**Tasks for this exercise**
**A)** In the CUDA shared memory documentation, what does create_shared_memory_region return?
**B)** List every parameter described under the "Parameters:" heading in the CUDA shared memory documentation, with the type given for each.

**Passage to read**
- - - - -
Return all cuda shared memory regions that were allocated but not freed.

Returns:: The list of cuda shared memory handles corresponding to the allocated regions.
Return type:: list

tritonclient.utils.cuda_shared_memory.as_shared_memory_tensor(cuda_shm_handle, datatype, shape)#

tritonclient.utils.cuda_shared_memory.create_shared_memory_region(triton_shm_name, byte_size, device_id)#

Creates a shared memory region with the specified name and size.

Parameters:

triton_shm_name (str) – The unique name of the cuda shared memory region to be created.
byte_size (int) – The size in bytes of the cuda shared memory region to be created.
device_id (int) – The GPU device ID of the cuda shared memory region to be created.

Returns:

cuda_shm_handle – The handle for the cuda shared memory region.
- - - - -
**Data block**
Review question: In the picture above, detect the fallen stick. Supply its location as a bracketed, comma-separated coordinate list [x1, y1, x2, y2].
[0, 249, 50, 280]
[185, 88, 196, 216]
- - - - -
**Outputs**
**A)** It returns cuda_shm_handle, the handle for the cuda shared memory region.

**B)**
- triton_shm_name (str)
- byte_size (int)
- device_id (int)